- **Verilen görev 1**
Aşağıdaki hüzün üzerine yazılmış metinde "Güzel insanlar, sizi" ifadesinden "için bir nedendir." ifadesine kadar uzanan bölümü hiç değiştirmeden çıktı olarak ver.

- **Verilen metin**

————————

- 56 Okunma
- 0 Yorum
- 1 Beğeni
Arkadaşım Hüzün
Herkes, neden hüzünlendiğimi soruyor bana? Bu böyle gitmez? Diye de hayıflanıyorlar! Bundan kazancın nedir? Yaşam devam ediyor, herkes kendisi için yaşayıp, sonra da sonsuzluğa gidiyor diye sürekli uyarılar alıyorum! Niye sürekli boynun önünde? Biraz daha dik yürüyemez misin? Bu durumun hiç iyi değil? Herkesin acısı ve hüzünü vardır? Dünya da sevdiğini kaybeden bir sen misin? Gibi sorular sürekli beni uyararak yardım etme düşüncesiyle ve bana iyilik yaptıklarını sanarak sürüp gidiyor!
Güzel insanlar, sizi anlamak isterdim ve bazen de anlamaya çalışıyorum, ama yaşam sürekli başkalarının isteklerine göre planlanan bir eylem değildir. Dünya da sürüp giden bu kadar olumsuzluk, acı, keder, yoksulluk, savaş, talan kültürü hüküm sürüp giderken, katlimalar, işkencelerde insanlar katledilirken ve daha binlerce hüzün varken insanın içinde taşıdığı vicdanıyla hesaplaşırken nasıl mutlu olunabilir ki? Hüzünleniyorum ve acı çekiyorum çünkü içimde susturamadığım, dindiremediğim büyük bir çığlığın sesi var. Bu vicdan sesi beni sürekli iğneliyor ve bu kadar kirli bir Dünya’dan nasıl mutlu olunur diye içimi inletiyor. Dinmeyen acılar, hüzünlenmek için bir nedendir.
İçinden geldiğim toplum bana mutluluk öğretmedi ki mutlu olayım. Toplumsal olarak daha çocukken hepimizi bir şekilde önce ailemiz incitir, sonra okula gidersin, çocuksu tavirlarınla hata yaparsın öğretmenler döver (ben okulda sıra dayağının dışında kolay kolay dayak yemedim), askere gidersin psikopat subaylar ve üstekiler paylar seni. Yani daha çocukluğunda, ergenliğinde, yetişkinliğinde yaşama başlamadan azarlanmaya, engellenmeye, incitilmeye, boyun eğmeye mecbur bırakılırsın. Bunun dışına çıktığında, ailende bile „aykırı“ damgasıyla mühürlenir ve „oyun bozan/ (kızarçı derlerdi bizde)“ rütbesiyle başlarsın içine atıldığın toplumla yaşamaya! Daha ileri gittin mi, daha akıllı bir kafaya sahipsen psikopat olarak hastanelere gidersin dışarıda bir sürü psikopat varken sen dışlanırsın acımasızca. Daha da ileri gittin mi devlet denen despot aygıt seni dört duvar arasına tıkar, toplumu eleştirdin mi önüne din, dinsel ve toplumsal normlar set çekerek seni bütün kurumlarıyla ahtapot gibi sürekli sarmalar ve yok etmek için kollektif bir saldırı altında ezilmeye mahkum edilirsin! Her iki anlamda!

————————

- **Verilen görev 2**
Aşağıdaki kayıtlarda "shirt" kelimesini içeren satırları say ve yalnızca bu sayıyı yaz.

- **İşlenecek veriler**
————————

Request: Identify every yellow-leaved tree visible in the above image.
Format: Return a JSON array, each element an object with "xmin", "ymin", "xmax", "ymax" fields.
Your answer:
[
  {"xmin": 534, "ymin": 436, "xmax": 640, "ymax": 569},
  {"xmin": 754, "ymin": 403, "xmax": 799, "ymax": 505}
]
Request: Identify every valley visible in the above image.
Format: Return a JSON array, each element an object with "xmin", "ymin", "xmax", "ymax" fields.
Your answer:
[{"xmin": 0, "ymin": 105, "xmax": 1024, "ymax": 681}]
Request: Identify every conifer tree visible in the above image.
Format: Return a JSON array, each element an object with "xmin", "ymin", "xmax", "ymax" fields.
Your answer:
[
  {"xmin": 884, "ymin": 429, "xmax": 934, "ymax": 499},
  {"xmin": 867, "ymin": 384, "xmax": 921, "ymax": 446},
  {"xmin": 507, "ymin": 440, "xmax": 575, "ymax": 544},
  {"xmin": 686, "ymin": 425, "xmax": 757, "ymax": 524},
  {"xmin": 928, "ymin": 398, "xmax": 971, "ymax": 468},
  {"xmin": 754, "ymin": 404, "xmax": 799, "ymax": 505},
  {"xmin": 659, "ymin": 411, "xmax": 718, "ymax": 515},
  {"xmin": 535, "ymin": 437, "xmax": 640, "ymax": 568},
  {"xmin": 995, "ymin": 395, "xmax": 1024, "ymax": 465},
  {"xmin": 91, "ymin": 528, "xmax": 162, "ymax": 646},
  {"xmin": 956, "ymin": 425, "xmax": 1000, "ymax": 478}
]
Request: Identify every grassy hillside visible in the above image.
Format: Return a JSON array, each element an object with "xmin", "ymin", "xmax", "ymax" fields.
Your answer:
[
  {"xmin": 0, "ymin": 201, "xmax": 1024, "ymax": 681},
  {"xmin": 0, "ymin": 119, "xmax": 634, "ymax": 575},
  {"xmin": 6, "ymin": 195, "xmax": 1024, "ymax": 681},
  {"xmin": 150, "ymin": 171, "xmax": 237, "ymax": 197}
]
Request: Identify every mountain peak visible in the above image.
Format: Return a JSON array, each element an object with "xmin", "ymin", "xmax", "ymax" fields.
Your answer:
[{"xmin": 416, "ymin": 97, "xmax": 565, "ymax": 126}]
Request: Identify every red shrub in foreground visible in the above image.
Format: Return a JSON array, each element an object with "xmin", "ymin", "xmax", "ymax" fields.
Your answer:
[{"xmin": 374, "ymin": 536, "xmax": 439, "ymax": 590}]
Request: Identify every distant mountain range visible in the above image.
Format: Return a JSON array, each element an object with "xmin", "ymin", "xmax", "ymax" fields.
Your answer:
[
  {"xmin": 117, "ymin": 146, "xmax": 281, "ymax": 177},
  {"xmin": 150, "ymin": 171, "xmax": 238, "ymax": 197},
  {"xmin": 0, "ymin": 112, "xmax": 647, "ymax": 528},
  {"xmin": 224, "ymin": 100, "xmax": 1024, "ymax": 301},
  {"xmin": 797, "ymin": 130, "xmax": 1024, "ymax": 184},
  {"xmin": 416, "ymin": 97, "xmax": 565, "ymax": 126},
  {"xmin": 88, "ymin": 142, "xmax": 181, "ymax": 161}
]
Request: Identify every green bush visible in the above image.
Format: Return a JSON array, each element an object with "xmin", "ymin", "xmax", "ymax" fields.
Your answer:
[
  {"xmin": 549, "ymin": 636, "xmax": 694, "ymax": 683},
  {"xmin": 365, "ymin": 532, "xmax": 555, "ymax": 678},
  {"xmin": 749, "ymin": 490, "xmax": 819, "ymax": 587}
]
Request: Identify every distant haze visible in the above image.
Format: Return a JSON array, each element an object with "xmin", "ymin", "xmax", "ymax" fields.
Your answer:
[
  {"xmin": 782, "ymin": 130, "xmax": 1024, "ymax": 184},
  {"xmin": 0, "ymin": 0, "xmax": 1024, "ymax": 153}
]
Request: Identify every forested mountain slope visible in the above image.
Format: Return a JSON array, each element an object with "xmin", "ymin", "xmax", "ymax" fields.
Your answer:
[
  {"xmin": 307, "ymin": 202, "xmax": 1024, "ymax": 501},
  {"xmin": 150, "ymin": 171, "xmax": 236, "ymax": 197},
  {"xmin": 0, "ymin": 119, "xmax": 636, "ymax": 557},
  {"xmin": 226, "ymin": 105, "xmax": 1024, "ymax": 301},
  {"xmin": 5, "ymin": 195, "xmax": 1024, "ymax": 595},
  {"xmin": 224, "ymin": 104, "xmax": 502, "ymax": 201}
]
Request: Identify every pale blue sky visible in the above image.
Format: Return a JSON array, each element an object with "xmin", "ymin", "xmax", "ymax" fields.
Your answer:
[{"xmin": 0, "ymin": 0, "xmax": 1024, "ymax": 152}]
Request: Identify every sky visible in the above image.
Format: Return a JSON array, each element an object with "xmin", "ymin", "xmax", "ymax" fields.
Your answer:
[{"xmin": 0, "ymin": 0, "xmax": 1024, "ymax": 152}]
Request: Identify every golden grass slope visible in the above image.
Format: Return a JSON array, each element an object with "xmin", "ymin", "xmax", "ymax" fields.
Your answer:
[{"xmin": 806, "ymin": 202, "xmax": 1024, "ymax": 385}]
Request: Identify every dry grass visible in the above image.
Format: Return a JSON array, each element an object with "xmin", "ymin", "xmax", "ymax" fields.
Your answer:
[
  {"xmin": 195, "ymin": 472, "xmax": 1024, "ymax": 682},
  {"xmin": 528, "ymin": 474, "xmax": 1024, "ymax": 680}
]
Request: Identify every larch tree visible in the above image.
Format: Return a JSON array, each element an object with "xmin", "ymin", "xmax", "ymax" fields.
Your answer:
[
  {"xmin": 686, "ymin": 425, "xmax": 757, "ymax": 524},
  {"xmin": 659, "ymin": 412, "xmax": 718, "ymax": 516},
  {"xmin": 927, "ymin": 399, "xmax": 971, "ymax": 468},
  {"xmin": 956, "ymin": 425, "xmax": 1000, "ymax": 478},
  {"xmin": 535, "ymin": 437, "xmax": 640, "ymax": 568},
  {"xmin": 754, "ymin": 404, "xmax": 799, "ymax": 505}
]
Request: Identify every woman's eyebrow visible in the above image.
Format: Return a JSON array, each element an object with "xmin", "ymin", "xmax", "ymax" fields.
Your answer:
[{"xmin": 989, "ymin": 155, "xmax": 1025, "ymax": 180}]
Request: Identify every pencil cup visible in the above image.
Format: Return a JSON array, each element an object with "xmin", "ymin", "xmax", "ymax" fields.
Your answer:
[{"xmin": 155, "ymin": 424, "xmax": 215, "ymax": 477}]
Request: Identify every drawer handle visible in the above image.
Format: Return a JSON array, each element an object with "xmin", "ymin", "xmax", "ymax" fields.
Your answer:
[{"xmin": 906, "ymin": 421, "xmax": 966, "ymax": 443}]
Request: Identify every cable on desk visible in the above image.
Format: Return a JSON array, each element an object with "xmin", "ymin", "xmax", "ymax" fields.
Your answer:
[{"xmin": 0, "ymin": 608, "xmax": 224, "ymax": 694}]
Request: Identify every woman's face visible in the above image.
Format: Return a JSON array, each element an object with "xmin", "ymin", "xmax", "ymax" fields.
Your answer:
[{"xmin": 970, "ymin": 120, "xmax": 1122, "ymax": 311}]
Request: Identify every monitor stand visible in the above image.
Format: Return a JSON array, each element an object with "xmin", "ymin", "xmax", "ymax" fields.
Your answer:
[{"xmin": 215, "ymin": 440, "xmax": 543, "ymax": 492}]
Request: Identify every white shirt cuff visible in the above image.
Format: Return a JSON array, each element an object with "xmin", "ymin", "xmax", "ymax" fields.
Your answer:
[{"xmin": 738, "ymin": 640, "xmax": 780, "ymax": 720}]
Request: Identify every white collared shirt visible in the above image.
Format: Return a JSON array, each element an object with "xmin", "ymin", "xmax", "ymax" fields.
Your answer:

————————

- **Çıktı 1**
Güzel insanlar, sizi anlamak isterdim ve bazen de anlamaya çalışıyorum, ama yaşam sürekli başkalarının isteklerine göre planlanan bir eylem değildir. Dünya da sürüp giden bu kadar olumsuzluk, acı, keder, yoksulluk, savaş, talan kültürü hüküm sürüp giderken, katlimalar, işkencelerde insanlar katledilirken ve daha binlerce hüzün varken insanın içinde taşıdığı vicdanıyla hesaplaşırken nasıl mutlu olunabilir ki? Hüzünleniyorum ve acı çekiyorum çünkü içimde susturamadığım, dindiremediğim büyük bir çığlığın sesi var. Bu vicdan sesi beni sürekli iğneliyor ve bu kadar kirli bir Dünya’dan nasıl mutlu olunur diye içimi inletiyor. Dinmeyen acılar, hüzünlenmek için bir nedendir.

- **Çıktı 2**
2